• _Testo da leggere_
Fondare il Pcc: gruppo dirigente della rivoluzione proletaria in Italia

L’incapacità del Pci di rappresentare in modo adeguato gli interessi della classe operaia e dei settori sociali colpiti dalla svolta reazionaria, crea un ‘vuoto politico’ che rende la classe operaia la ‘grande assente’ della sfera della politica nazionale. Solo il Pcc è in grado di riempire questo vuoto politico. La nostra Organizzazione lavora alla fondazione del Pcc; soggetto politico che solo può guidare quello schieramento di forze sociali, con al centro la classe operaia, in grado di operare una trasformazione profonda della società italiana, partendo dalla conquista rivoluzionaria del potere politico. Il Pcc si pone di fronte allo Stato e alla classe dominante quale forza politica rappresentativa di un’alternativa rivoluzionaria basata sulla conquista del potere politico, l’instaurazione della dittatura proletaria e la trasformazione socialista del nostro paese. Il Pcc deve rappresentare la capacità dirigente nazionale della classe operaia. Quindi, è portatore di un coerente disegno di trasformazione rivoluzionaria che si basa sulle questioni centrali della società italiana, e raccogliendo le aspirazioni delle grandi masse propone un’organizzazione della società italiana che permette di affrontare e risolvere squilibri e contraddizioni che il modello di sviluppo capitalista, ritagliato sugli interessi delle classi dominanti nel nostro paese, ha creato e approfondito. Le questioni dell’occupazione, della collocazione internazionale del nostro paese e della pace, la questione della democrazia, assumono nel contesto della lotta politica e sociale tra le classi un ruolo di ‘banco di prova’ di ogni opzione politica.

• _Esercizi_
A: Rispondi alle seguenti domande sul brano dedicato alla fondazione del Pcc.
(i) Quale partito, secondo il brano, non riesce a rappresentare in modo adeguato gli interessi della classe operaia?
(ii) Su quali tre elementi si basa l'alternativa rivoluzionaria di cui il Pcc si dichiara rappresentante?
(iii) Quali questioni assumono il ruolo di "banco di prova" di ogni opzione politica?
B: Estendi il brano sulla fondazione del Pcc con un nuovo paragrafo che segua la sua ultima frase.

• _Sezione dati_
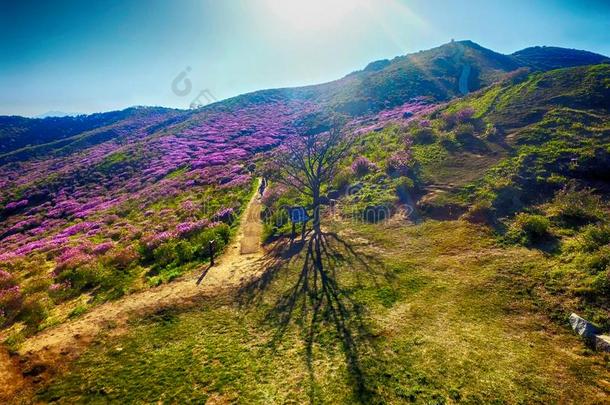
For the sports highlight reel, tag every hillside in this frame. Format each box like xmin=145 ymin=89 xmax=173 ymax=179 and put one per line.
xmin=0 ymin=41 xmax=610 ymax=403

• _Risposte scritte_
A:
(i) Il Pci.
(ii) La conquista del potere politico, l'instaurazione della dittatura proletaria e la trasformazione socialista del paese.
(iii) L'occupazione, la collocazione internazionale del paese e la pace, e la democrazia.

B:
Le scelte di fondo dei gruppi dirigenti reazionari legati alla grande borghesia monopolista costringono il nostro paese ad un modello di sviluppo economico che penalizza le grandi masse e le stesse potenzialità dell’economia nazionale, ad una collocazione internazionale nel campo della reazione mondiale e ad un sistema politico che limita l’esercizio della democrazia da parte delle masse, attribuendo il privilegio delle scelte fondamentali a ristrette oligarchie economiche e politiche. Il Pcc fa leva sulle grandi questioni per promuovere l’unità di tutti gli interessi colpiti dalle scelte del capitale monopolista intorno alla classe operaia. Una soluzione ai problemi delle grandi masse ed alle contraddizioni di fondo del nostro paese può avvenire solo attraverso un cambiamento radicale dell’organizzazione sociale e politica italiana che abbia quale protagonista primo la classe operaia. Il Pcc ricerca le strade concrete perché ciò avvenga, date le condizioni economiche, sociali politiche e culturali che caratterizzano il nostro paese. Tutta l’attività della nostra organizzazione mira a dare vita a questa alternativa rivoluzionaria attraverso la fondazione della forza politica centrale: il Partito Comunista Combattente, dotandolo di una progettualità politica che gli permette di assolvere al ruolo di ‘gruppo dirigente’ della rivoluzione proletaria nel nostro paese.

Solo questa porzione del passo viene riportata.